━━━━━ Выбранный текст
Между тем известный российский специалист по германскому вопросу профессор А. М. Филитов в одной из своих последних работ[290] справедливо пишет о том, что ни одно из толкований причин возникновения Берлинского кризиса не дает ответа на естественный вопрос, чем же руководствовался сам И. В. Сталин, продолжая блокаду Берлина, когда уже обозначился явный успех воздушного моста между западными зонами и западными секторами Берлина, когда исчезли всякие перспективы как на уход союзников из Западного Берлина, так и на смягчение западной позиции по германскому вопросу, когда каждый день приносил новые пропагандистские выгоды Западу и проигрыш Москве, в том числе чисто экономический из-за западной «контрблокады» в виде разного рода торговых эмбарго и бойкотов. Очевидно, что сохранение такой напряженности в центре Европы имело с точки зрения советского руководства некую самоценность, если только «не сводить все дело к элементарному упрямству и иррациональности позднего сталинизма». Думается, что у И. В. Сталина в тот период «мог быть в данном случае какой-то рациональный расчет, связанный с соображениями глобального силового противоборства».
━━━━━━━━━━
━━━━━ Записи
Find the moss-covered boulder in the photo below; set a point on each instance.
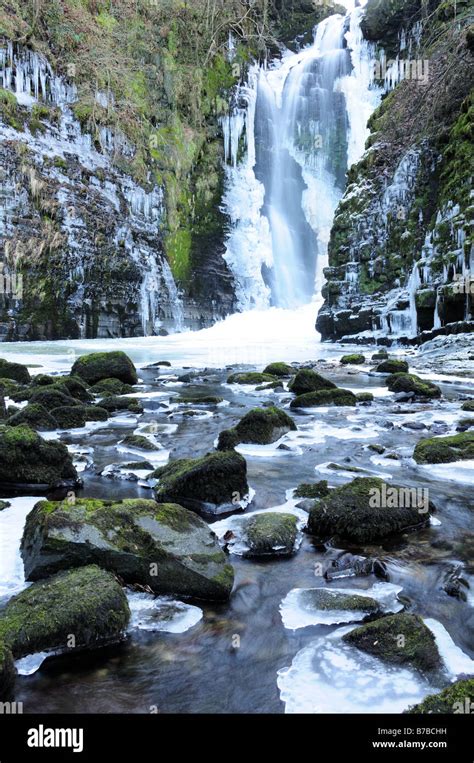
(455, 699)
(163, 546)
(52, 398)
(359, 513)
(250, 377)
(260, 425)
(113, 403)
(70, 416)
(138, 441)
(15, 371)
(213, 482)
(337, 396)
(87, 603)
(401, 639)
(279, 369)
(35, 416)
(105, 365)
(312, 489)
(337, 601)
(443, 450)
(7, 673)
(352, 360)
(25, 458)
(270, 534)
(402, 382)
(111, 387)
(392, 366)
(307, 380)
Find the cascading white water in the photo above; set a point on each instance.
(304, 121)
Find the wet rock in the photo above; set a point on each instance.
(163, 546)
(25, 458)
(442, 450)
(392, 366)
(212, 483)
(87, 603)
(354, 359)
(111, 387)
(279, 369)
(35, 416)
(335, 396)
(402, 382)
(15, 371)
(312, 490)
(250, 377)
(401, 639)
(307, 380)
(105, 365)
(356, 512)
(7, 673)
(270, 534)
(457, 698)
(259, 425)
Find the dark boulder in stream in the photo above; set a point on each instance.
(163, 546)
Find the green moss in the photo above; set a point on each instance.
(354, 359)
(402, 382)
(399, 640)
(336, 396)
(457, 698)
(442, 450)
(309, 381)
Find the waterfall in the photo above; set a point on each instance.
(298, 123)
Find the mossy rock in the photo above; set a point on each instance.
(279, 369)
(163, 546)
(113, 403)
(52, 398)
(355, 359)
(8, 387)
(270, 534)
(350, 513)
(402, 382)
(88, 603)
(70, 416)
(392, 366)
(95, 413)
(35, 416)
(443, 450)
(455, 699)
(200, 400)
(337, 396)
(15, 371)
(250, 377)
(307, 380)
(138, 441)
(111, 387)
(260, 425)
(327, 600)
(7, 673)
(365, 397)
(105, 365)
(401, 639)
(312, 489)
(25, 458)
(207, 483)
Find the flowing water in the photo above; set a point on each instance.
(302, 122)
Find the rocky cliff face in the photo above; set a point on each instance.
(401, 247)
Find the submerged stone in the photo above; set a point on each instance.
(87, 603)
(401, 639)
(163, 546)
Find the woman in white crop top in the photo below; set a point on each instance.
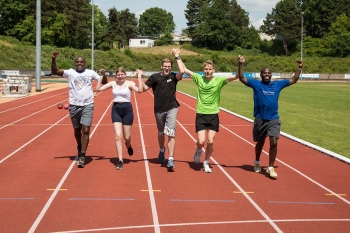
(122, 113)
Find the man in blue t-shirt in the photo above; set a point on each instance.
(266, 122)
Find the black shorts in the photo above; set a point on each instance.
(122, 112)
(263, 128)
(207, 121)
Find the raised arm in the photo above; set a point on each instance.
(54, 69)
(139, 88)
(296, 75)
(103, 78)
(176, 53)
(240, 75)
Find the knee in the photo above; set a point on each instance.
(118, 137)
(86, 130)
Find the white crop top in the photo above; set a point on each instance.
(121, 94)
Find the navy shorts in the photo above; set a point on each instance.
(81, 115)
(122, 112)
(207, 121)
(263, 128)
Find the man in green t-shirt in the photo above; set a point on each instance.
(208, 100)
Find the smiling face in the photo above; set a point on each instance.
(208, 69)
(166, 67)
(79, 63)
(266, 75)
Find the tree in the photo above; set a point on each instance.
(192, 15)
(284, 21)
(320, 14)
(340, 36)
(155, 21)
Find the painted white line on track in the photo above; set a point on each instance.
(57, 189)
(148, 174)
(33, 102)
(287, 165)
(28, 116)
(205, 223)
(8, 156)
(257, 207)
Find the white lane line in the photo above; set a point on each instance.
(257, 207)
(287, 165)
(148, 174)
(33, 102)
(8, 156)
(28, 116)
(205, 223)
(53, 195)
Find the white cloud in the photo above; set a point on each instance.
(257, 9)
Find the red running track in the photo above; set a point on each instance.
(42, 190)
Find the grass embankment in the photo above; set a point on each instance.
(317, 112)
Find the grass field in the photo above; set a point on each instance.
(317, 112)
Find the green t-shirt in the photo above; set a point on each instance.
(208, 93)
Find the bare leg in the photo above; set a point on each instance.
(118, 135)
(85, 137)
(258, 148)
(210, 146)
(273, 151)
(171, 145)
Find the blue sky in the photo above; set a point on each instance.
(257, 9)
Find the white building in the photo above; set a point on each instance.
(142, 42)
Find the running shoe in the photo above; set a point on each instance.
(197, 156)
(130, 150)
(272, 173)
(119, 165)
(161, 157)
(206, 168)
(257, 167)
(81, 162)
(170, 163)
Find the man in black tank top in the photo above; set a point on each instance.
(166, 106)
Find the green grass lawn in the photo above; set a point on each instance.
(317, 112)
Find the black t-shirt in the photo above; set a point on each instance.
(164, 89)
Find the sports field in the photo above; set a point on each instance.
(316, 111)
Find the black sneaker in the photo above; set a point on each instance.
(119, 165)
(81, 162)
(130, 150)
(79, 149)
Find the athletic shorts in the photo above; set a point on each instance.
(81, 115)
(263, 128)
(207, 121)
(166, 122)
(122, 112)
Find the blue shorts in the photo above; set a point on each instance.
(122, 112)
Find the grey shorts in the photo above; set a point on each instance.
(166, 122)
(81, 115)
(263, 128)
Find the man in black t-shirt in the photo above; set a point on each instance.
(166, 106)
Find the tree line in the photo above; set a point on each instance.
(221, 25)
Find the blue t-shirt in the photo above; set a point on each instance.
(266, 97)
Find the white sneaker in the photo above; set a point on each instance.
(206, 168)
(257, 167)
(272, 173)
(197, 157)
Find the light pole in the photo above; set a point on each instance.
(301, 36)
(301, 41)
(92, 35)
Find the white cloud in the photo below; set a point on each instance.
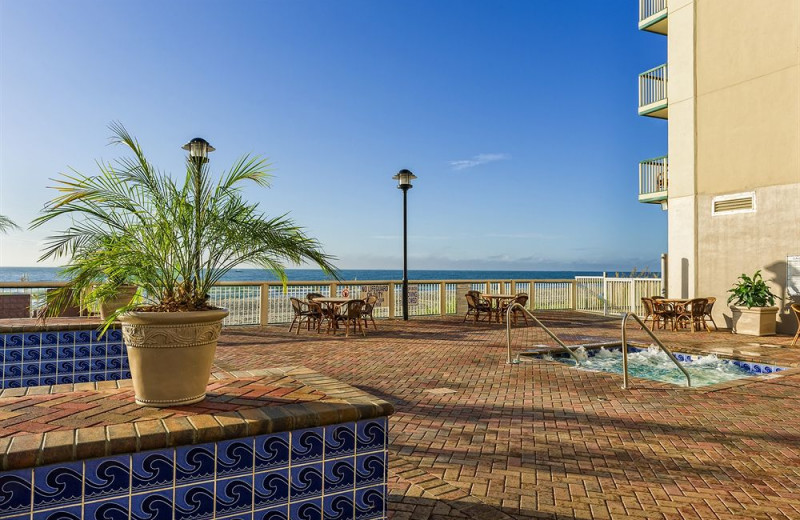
━━━━━━━━━━
Что сделать
Сверьте с выбранным текстом три утверждения ниже. На каждое ответьте «да» или «нет» и процитируйте без изменений слова текста, которые это решают.
1. По словам Филитова, существующие толкования причин Берлинского кризиса объясняют, чем руководствовался Сталин.
2. Запад ответил «контрблокадой» в виде торговых эмбарго и бойкотов.
3. Воздушный мост связывал восточные секторы Берлина с советской зоной.

Готовый ответ
1. Нет: «ни одно из толкований причин возникновения Берлинского кризиса не дает ответа на естественный вопрос, чем же руководствовался сам И. В. Сталин».
2. Да: «из-за западной «контрблокады» в виде разного рода торговых эмбарго и бойкотов».
3. Нет: «воздушного моста между западными зонами и западными секторами Берлина».